** Direction **
Could you convert all the records below into a two-column CSV with the headers "text" and "answer", one row per record? Put each record's text and its answer in their own quoted fields, replace any line breaks with spaces, and leave out the pictures.
[Available records start]
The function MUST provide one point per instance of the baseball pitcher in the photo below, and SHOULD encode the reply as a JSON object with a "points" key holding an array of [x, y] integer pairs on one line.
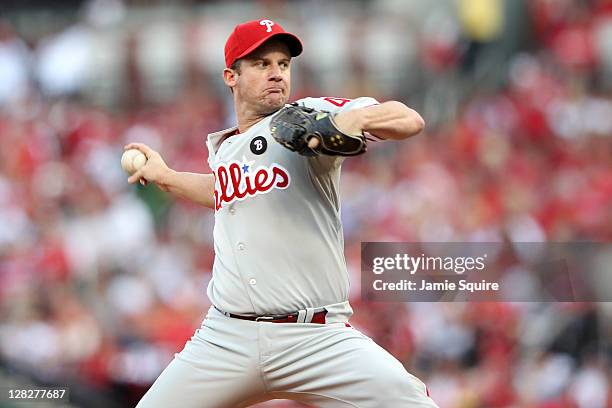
{"points": [[279, 324]]}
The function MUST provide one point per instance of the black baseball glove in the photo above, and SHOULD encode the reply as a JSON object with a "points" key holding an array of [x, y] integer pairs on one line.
{"points": [[293, 126]]}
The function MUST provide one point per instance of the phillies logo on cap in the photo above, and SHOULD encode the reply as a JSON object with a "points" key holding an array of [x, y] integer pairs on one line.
{"points": [[249, 36], [268, 24]]}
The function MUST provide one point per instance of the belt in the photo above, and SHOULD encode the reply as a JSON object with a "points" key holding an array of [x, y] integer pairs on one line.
{"points": [[295, 317]]}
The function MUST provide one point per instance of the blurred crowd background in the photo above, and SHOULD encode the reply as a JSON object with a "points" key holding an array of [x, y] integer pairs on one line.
{"points": [[102, 282]]}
[Available records end]
** Exercise result **
text,answer
"The function MUST provide one point per instance of the baseball pitcher in the photo below, and SHOULD encode the reply as a JSON object with a ""points"" key holding an array of [x, y] integer pairs on one line.","{""points"": [[279, 324]]}"
"The function MUST provide one point per instance of the black baseball glove in the photo above, and SHOULD encode the reply as a JSON object with a ""points"" key holding an array of [x, y] integer pairs on one line.","{""points"": [[293, 126]]}"
"The function MUST provide one point per instance of the phillies logo on cap in the photo above, and SHOULD encode the reply as a JSON object with a ""points"" key holding an array of [x, y] integer pairs on one line.","{""points"": [[249, 36], [268, 24]]}"
"The function MUST provide one point per instance of the belt in the photo above, and SHOULD encode the reply as a JSON object with a ""points"" key holding an array of [x, y] integer pairs on one line.","{""points"": [[295, 317]]}"
"The function MUST provide one point per instance of the blurred crowd background in the photo above, and SHOULD encode the reply as a JSON object with a ""points"" key holding an array of [x, y] integer pairs on one line.","{""points"": [[102, 282]]}"